▸ Your objective
Give the total number of lines in the data below that include "present", and nothing else.

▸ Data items
===
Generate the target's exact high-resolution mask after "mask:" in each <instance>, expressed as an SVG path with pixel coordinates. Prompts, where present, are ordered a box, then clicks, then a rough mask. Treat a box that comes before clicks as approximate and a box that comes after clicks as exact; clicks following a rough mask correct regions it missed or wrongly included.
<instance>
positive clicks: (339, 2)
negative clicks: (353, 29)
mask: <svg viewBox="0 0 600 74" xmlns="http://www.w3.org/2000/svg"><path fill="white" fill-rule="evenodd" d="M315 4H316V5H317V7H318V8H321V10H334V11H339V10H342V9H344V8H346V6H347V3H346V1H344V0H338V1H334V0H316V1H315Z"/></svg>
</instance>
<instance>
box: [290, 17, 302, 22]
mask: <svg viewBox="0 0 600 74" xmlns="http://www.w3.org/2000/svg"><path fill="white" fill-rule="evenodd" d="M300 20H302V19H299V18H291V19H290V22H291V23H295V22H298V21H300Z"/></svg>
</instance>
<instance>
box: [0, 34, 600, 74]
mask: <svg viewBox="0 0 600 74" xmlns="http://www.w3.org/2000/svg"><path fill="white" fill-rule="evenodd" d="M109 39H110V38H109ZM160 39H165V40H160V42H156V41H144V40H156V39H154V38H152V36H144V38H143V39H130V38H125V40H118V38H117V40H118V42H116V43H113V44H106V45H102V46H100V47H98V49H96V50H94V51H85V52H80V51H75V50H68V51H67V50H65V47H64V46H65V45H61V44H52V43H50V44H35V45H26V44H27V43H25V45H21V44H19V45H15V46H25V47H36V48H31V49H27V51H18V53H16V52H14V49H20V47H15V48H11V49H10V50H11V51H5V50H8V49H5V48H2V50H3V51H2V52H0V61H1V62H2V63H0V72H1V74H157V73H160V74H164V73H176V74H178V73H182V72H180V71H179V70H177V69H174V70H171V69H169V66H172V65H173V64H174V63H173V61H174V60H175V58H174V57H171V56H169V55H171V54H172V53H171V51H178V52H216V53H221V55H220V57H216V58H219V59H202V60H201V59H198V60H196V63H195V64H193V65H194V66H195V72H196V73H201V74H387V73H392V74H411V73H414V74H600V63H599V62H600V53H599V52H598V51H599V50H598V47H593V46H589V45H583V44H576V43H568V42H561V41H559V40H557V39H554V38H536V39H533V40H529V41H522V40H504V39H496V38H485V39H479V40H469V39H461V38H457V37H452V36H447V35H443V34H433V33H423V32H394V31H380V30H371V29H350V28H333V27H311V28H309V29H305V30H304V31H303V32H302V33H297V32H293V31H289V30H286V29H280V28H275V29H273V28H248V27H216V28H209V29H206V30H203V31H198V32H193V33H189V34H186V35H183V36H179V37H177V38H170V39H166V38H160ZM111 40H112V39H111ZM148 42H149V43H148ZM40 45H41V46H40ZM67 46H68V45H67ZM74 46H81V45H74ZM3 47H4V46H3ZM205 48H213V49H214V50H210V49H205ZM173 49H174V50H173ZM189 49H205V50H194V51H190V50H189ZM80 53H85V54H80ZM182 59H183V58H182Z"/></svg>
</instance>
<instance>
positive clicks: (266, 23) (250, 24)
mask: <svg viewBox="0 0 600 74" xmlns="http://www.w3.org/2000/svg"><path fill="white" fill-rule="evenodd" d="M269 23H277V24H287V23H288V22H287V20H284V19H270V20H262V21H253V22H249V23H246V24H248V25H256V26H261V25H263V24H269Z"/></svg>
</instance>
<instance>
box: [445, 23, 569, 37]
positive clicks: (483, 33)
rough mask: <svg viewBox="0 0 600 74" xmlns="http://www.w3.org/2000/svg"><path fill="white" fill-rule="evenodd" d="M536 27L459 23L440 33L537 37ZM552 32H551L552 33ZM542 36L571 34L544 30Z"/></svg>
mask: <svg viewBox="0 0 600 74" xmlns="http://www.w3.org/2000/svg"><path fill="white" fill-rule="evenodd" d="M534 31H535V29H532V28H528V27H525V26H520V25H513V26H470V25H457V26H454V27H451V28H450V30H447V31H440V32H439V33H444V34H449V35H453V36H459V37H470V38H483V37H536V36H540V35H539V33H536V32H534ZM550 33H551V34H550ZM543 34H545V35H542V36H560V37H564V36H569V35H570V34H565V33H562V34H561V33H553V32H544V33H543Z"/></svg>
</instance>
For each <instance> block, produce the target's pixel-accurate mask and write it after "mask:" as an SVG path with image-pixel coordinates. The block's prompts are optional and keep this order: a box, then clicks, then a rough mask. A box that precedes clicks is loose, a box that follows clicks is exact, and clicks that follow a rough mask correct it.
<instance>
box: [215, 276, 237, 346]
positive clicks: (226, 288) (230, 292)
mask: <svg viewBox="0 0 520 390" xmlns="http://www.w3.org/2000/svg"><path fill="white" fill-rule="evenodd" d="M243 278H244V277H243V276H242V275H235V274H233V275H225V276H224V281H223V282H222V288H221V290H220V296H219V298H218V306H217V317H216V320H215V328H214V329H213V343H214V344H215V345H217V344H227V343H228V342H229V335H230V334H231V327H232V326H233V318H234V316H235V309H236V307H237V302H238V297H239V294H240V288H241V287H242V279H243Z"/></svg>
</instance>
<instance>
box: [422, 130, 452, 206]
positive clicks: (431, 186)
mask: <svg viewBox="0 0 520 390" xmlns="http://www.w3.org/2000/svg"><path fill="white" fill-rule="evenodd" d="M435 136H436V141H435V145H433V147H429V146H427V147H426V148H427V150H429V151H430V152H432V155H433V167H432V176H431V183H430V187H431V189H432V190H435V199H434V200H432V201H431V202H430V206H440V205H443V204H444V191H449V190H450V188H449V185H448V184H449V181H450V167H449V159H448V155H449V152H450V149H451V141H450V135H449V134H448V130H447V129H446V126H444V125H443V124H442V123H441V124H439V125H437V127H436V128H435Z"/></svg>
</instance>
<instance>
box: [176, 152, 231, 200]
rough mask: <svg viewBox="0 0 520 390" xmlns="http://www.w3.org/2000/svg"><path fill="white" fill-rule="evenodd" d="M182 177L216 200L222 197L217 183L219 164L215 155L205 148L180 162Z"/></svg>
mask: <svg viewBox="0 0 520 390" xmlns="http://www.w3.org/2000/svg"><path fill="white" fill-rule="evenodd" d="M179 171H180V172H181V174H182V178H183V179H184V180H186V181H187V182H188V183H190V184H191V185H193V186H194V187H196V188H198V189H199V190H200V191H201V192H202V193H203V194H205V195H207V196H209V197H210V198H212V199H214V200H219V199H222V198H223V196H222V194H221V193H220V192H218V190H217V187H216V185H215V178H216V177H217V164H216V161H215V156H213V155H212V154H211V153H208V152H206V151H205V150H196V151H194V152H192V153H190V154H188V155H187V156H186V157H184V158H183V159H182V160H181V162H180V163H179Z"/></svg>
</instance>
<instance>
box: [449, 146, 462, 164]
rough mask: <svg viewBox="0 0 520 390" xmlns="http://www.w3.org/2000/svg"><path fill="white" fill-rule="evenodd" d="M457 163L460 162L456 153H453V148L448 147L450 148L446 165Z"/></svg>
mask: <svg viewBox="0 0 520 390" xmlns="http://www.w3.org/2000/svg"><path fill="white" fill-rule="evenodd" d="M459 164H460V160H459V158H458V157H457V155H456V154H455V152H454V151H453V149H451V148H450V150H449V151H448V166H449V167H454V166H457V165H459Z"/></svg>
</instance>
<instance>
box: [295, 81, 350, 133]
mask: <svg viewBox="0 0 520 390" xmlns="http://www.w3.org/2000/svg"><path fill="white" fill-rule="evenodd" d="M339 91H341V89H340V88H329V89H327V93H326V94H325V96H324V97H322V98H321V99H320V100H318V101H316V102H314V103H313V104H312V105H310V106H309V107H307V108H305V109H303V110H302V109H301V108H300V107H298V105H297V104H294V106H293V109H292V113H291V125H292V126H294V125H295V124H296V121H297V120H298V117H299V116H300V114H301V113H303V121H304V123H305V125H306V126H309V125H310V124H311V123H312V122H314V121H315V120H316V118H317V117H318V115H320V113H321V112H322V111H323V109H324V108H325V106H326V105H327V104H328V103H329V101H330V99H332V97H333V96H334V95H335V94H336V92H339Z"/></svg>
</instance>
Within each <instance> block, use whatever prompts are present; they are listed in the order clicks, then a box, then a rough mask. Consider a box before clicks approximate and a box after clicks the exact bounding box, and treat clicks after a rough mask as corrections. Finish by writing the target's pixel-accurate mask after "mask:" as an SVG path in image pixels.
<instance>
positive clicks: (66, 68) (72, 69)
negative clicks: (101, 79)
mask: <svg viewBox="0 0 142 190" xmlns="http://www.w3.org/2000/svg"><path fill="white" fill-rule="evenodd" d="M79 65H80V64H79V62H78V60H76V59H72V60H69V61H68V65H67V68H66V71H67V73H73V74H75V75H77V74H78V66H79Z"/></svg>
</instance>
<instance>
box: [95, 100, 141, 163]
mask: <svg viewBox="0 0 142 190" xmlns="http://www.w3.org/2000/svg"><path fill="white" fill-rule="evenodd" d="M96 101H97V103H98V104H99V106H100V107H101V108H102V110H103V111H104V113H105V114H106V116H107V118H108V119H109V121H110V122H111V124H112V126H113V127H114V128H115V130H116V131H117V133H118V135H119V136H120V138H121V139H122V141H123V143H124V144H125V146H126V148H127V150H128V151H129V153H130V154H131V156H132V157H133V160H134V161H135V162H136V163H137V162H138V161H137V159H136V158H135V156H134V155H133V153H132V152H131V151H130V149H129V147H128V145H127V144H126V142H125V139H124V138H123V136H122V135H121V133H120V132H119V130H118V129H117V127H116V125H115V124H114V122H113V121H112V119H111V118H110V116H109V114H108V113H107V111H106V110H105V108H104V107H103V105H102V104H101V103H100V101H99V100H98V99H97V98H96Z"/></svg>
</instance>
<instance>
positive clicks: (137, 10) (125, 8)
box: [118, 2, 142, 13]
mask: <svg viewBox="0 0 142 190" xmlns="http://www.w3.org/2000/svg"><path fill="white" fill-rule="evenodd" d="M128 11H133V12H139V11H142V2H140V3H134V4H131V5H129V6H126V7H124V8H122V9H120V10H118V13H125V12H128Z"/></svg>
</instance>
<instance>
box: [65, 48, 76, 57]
===
▸ Task response
2